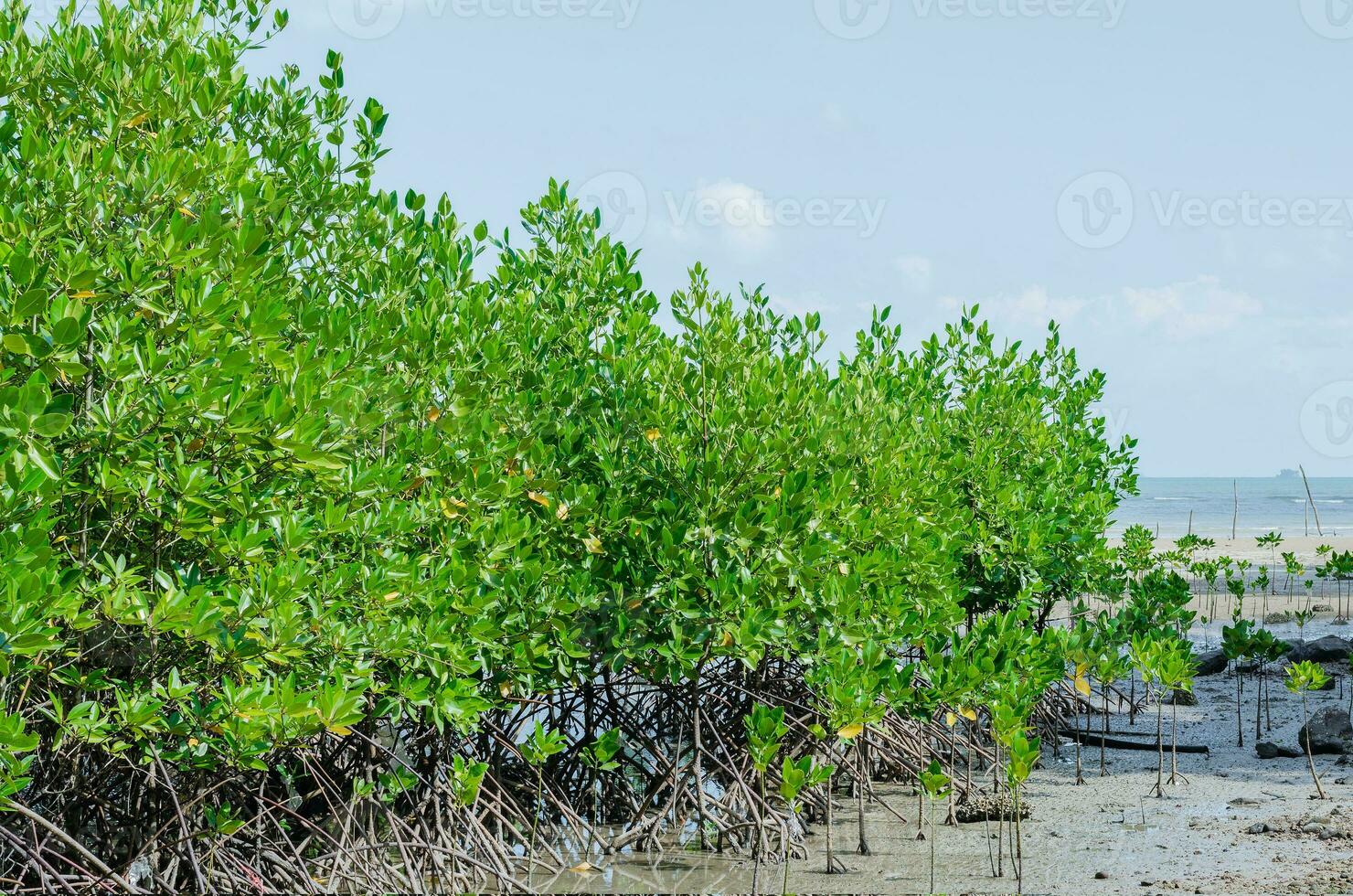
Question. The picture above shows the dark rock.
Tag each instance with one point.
(1209, 664)
(1330, 730)
(1332, 648)
(1269, 750)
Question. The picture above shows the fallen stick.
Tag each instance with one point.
(1116, 743)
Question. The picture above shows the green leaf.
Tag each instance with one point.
(51, 425)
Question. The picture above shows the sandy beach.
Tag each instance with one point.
(1105, 837)
(1245, 549)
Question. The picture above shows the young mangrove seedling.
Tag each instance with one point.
(766, 731)
(936, 785)
(1235, 645)
(1301, 678)
(795, 777)
(536, 750)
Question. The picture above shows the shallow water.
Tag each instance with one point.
(1265, 505)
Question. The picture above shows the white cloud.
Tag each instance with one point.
(741, 216)
(1195, 307)
(1178, 312)
(1031, 306)
(916, 271)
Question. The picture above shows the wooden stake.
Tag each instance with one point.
(1314, 510)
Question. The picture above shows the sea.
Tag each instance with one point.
(1274, 504)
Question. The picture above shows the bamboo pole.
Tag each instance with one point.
(1314, 510)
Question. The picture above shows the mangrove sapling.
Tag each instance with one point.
(766, 732)
(1341, 569)
(536, 750)
(465, 780)
(1260, 586)
(1301, 678)
(936, 786)
(1272, 541)
(1176, 669)
(1268, 650)
(1295, 569)
(1080, 653)
(1110, 667)
(795, 777)
(1147, 656)
(1302, 617)
(1235, 645)
(1023, 757)
(600, 758)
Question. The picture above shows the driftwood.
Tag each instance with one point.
(1118, 743)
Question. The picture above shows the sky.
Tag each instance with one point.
(1169, 180)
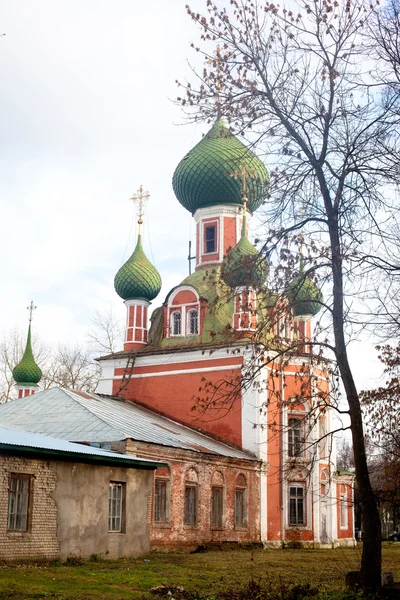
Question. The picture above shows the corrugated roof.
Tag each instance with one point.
(17, 439)
(90, 418)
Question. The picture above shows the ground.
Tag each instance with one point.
(208, 573)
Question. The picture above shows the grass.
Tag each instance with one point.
(207, 573)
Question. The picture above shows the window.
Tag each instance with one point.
(240, 507)
(295, 437)
(176, 323)
(18, 502)
(115, 506)
(217, 506)
(211, 239)
(160, 501)
(190, 516)
(296, 505)
(193, 322)
(344, 522)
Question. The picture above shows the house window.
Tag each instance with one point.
(295, 437)
(296, 505)
(160, 501)
(115, 506)
(240, 507)
(217, 506)
(344, 522)
(190, 516)
(176, 323)
(211, 239)
(193, 322)
(18, 502)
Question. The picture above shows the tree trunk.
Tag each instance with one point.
(371, 560)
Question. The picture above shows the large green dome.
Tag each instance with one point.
(27, 371)
(304, 296)
(243, 266)
(203, 177)
(138, 279)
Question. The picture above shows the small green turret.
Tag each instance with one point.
(138, 279)
(304, 295)
(27, 373)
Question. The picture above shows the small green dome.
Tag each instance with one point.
(304, 296)
(203, 177)
(243, 266)
(27, 372)
(137, 278)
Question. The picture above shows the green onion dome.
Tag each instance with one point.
(243, 266)
(138, 279)
(203, 177)
(304, 296)
(27, 371)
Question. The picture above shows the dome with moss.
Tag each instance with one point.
(204, 175)
(138, 279)
(304, 296)
(27, 371)
(243, 266)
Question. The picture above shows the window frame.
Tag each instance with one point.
(296, 444)
(113, 485)
(172, 319)
(186, 513)
(217, 506)
(164, 483)
(296, 497)
(14, 497)
(188, 321)
(210, 226)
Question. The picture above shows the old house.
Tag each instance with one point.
(59, 499)
(244, 434)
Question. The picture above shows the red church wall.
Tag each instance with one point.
(174, 394)
(174, 534)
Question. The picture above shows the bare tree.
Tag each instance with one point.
(300, 80)
(71, 367)
(106, 333)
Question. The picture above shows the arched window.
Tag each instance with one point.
(193, 322)
(176, 323)
(241, 501)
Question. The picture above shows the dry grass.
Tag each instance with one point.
(206, 573)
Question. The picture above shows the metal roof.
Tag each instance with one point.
(80, 417)
(24, 441)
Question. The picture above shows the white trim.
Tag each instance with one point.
(180, 372)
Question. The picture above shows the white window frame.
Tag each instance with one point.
(172, 323)
(116, 492)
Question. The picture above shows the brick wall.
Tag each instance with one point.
(204, 470)
(40, 541)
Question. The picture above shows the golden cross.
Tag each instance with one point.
(140, 197)
(31, 308)
(242, 174)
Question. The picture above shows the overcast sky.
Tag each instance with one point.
(86, 117)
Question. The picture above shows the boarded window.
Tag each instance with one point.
(296, 505)
(190, 516)
(176, 323)
(211, 239)
(18, 502)
(240, 507)
(295, 437)
(217, 506)
(160, 501)
(344, 521)
(115, 506)
(193, 322)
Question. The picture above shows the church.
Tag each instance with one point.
(205, 386)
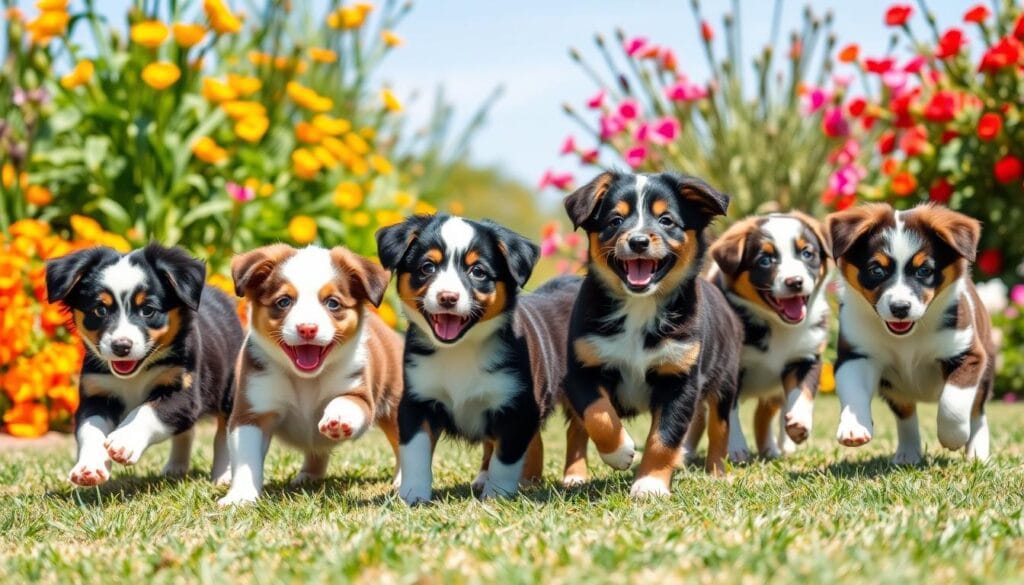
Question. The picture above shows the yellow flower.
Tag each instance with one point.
(217, 91)
(220, 16)
(161, 75)
(244, 85)
(188, 35)
(208, 151)
(38, 196)
(79, 76)
(306, 165)
(323, 55)
(150, 34)
(348, 195)
(391, 102)
(381, 165)
(302, 230)
(238, 109)
(252, 128)
(332, 126)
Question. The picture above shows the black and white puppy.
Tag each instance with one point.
(157, 359)
(647, 334)
(480, 363)
(773, 269)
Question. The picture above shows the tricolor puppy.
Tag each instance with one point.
(772, 270)
(318, 367)
(646, 333)
(911, 326)
(481, 363)
(157, 359)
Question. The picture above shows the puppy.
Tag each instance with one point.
(911, 326)
(772, 270)
(646, 333)
(481, 363)
(157, 359)
(317, 367)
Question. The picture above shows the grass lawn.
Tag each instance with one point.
(824, 514)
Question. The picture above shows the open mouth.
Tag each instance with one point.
(449, 327)
(793, 309)
(899, 327)
(640, 273)
(307, 357)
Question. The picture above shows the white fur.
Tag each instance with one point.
(415, 458)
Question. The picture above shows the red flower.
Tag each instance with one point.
(941, 191)
(989, 126)
(898, 14)
(990, 261)
(978, 14)
(949, 44)
(1009, 169)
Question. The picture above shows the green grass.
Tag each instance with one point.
(824, 514)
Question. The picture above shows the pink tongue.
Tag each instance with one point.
(448, 326)
(638, 273)
(307, 357)
(794, 307)
(124, 366)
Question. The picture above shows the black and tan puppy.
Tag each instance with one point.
(157, 359)
(647, 334)
(481, 362)
(911, 326)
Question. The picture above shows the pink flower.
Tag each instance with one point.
(568, 145)
(636, 155)
(665, 130)
(240, 193)
(635, 45)
(555, 179)
(629, 110)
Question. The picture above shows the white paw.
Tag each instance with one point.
(479, 482)
(87, 473)
(852, 433)
(123, 447)
(649, 488)
(621, 458)
(342, 420)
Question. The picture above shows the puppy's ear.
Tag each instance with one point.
#####
- Work instruction
From the records above, return each line that has the string "roof".

- Answer area
Question. The picture above shows the corrugated roof.
Question. The picture above shows the metal roof.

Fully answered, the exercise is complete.